* THE PROBLEM
Print each record exactly, with no word added or removed.

(Saved entries)
○ ○ ○ ○ ○
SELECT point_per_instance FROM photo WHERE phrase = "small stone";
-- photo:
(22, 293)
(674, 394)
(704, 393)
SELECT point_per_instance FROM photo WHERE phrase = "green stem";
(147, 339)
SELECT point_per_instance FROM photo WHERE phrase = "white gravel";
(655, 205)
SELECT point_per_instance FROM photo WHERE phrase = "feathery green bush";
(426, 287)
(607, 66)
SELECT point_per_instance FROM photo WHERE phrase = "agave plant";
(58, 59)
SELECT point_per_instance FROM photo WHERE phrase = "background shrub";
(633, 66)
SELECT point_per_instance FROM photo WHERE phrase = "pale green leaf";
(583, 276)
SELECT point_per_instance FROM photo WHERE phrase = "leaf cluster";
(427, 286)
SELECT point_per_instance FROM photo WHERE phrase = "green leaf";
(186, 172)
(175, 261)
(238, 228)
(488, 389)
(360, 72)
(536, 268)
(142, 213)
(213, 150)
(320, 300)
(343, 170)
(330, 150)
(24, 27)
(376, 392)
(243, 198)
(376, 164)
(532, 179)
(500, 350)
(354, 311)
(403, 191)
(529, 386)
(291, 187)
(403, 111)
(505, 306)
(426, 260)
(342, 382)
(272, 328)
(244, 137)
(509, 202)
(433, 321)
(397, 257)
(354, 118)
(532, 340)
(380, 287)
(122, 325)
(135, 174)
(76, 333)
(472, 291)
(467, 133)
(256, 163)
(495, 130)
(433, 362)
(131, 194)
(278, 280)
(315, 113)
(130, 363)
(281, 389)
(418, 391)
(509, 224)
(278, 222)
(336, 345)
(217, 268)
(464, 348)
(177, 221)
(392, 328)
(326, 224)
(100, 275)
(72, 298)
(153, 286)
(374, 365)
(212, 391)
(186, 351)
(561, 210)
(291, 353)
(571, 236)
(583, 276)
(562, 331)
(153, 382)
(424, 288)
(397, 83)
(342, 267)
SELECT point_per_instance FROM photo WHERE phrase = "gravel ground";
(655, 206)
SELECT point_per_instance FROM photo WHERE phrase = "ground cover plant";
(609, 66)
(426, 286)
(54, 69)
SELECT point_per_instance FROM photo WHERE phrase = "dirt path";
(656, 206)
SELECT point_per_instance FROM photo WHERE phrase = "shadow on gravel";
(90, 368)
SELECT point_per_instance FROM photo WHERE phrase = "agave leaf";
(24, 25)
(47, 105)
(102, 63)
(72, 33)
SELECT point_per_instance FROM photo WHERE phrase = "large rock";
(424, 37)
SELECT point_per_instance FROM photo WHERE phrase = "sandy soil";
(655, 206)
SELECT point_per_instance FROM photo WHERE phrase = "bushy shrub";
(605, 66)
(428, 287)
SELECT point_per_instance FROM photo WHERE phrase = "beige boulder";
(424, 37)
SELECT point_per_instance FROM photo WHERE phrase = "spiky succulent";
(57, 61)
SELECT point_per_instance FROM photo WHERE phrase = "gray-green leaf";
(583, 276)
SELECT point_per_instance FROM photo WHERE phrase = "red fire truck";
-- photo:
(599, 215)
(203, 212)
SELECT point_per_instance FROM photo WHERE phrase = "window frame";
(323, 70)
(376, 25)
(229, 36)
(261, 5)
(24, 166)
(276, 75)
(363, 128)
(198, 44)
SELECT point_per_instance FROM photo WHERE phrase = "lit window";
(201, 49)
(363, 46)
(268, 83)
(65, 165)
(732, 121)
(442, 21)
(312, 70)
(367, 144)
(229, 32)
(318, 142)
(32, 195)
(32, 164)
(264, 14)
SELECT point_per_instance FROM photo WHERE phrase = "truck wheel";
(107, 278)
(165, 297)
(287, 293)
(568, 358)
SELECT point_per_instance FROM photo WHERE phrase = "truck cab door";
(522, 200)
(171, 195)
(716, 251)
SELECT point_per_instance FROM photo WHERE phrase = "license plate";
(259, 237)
○ ○ ○ ○ ○
* OUTPUT FOR THIS EXERCISE
SELECT point_per_instance FROM photo WHERE phrase = "small stone";
-- photo:
(22, 293)
(674, 394)
(704, 393)
SELECT point_per_instance FROM photo WHERE phrase = "green stem";
(147, 339)
SELECT point_per_instance FROM photo WHERE phrase = "white gravel";
(655, 205)
SELECT point_per_instance FROM photo WHERE phrase = "feathery green bush";
(426, 287)
(607, 66)
SELECT point_per_instance FROM photo WHERE phrase = "agave plant";
(58, 59)
SELECT point_per_instance FROM photo WHERE phrase = "background shrub";
(633, 66)
SELECT point_per_instance FROM photo WHERE phrase = "pale green leaf";
(583, 276)
SELECT point_per_instance FROM photo WHERE phrase = "leaf cluster";
(427, 286)
SELECT point_per_instance FROM photo WHERE phrase = "green leaf";
(186, 172)
(175, 261)
(238, 228)
(488, 389)
(360, 72)
(536, 268)
(142, 213)
(213, 150)
(320, 300)
(343, 170)
(330, 150)
(24, 27)
(376, 392)
(243, 198)
(376, 164)
(532, 179)
(500, 350)
(354, 311)
(403, 191)
(529, 386)
(291, 187)
(403, 111)
(505, 306)
(426, 260)
(342, 382)
(272, 328)
(244, 137)
(509, 202)
(433, 321)
(397, 257)
(354, 118)
(532, 340)
(380, 287)
(122, 325)
(135, 174)
(76, 333)
(472, 291)
(467, 133)
(256, 163)
(495, 130)
(433, 362)
(131, 194)
(278, 280)
(315, 113)
(130, 363)
(281, 389)
(418, 391)
(509, 224)
(278, 222)
(336, 345)
(217, 268)
(464, 348)
(177, 221)
(392, 328)
(326, 224)
(100, 275)
(72, 298)
(153, 286)
(374, 365)
(212, 391)
(186, 351)
(561, 210)
(291, 353)
(571, 236)
(583, 276)
(562, 331)
(153, 382)
(424, 288)
(397, 83)
(342, 267)
SELECT point_per_instance FROM photo WHERE phrase = "gravel ground";
(655, 206)
SELECT point_per_instance FROM photo WHERE phrase = "ground cover plant";
(609, 66)
(426, 286)
(54, 69)
SELECT point_per_instance FROM photo WHERE phrase = "dirt path";
(656, 206)
SELECT point_per_instance FROM photo WHERE phrase = "shadow on gravel";
(90, 368)
SELECT point_per_instance FROM photo WHERE phrase = "agave leaf";
(24, 25)
(47, 105)
(102, 63)
(72, 33)
SELECT point_per_instance FROM photo WHERE phrase = "large rock";
(424, 37)
SELECT point_per_instance FROM photo WHERE phrase = "sandy soil";
(655, 206)
SELECT point_per_instance FROM photo WHERE phrase = "bushy shrub";
(605, 66)
(428, 287)
SELECT point_per_instance FROM photo WHERE phrase = "beige boulder";
(424, 37)
SELECT point_per_instance FROM photo WHERE phrase = "spiky succulent";
(57, 61)
SELECT point_per_instance FROM photo WHERE phrase = "gray-green leaf";
(583, 276)
SELECT point_per_instance FROM photo WHERE phrase = "red fire truck";
-- photo:
(599, 215)
(203, 212)
SELECT point_per_instance FROM photo WHERE phrase = "window frame";
(323, 70)
(376, 25)
(229, 36)
(261, 5)
(24, 166)
(276, 75)
(363, 128)
(198, 44)
SELECT point_per_instance FROM photo WHERE phrase = "lit window";
(201, 49)
(363, 46)
(268, 83)
(65, 165)
(732, 121)
(442, 21)
(312, 70)
(367, 144)
(229, 32)
(318, 142)
(32, 195)
(32, 164)
(264, 14)
SELECT point_per_instance FROM photo WHERE phrase = "truck wheel";
(107, 278)
(165, 297)
(287, 293)
(568, 358)
SELECT point_per_instance FROM photo WHERE phrase = "truck cab door";
(522, 200)
(171, 195)
(716, 251)
SELECT point_per_instance FROM photo WHERE phrase = "license plate";
(259, 237)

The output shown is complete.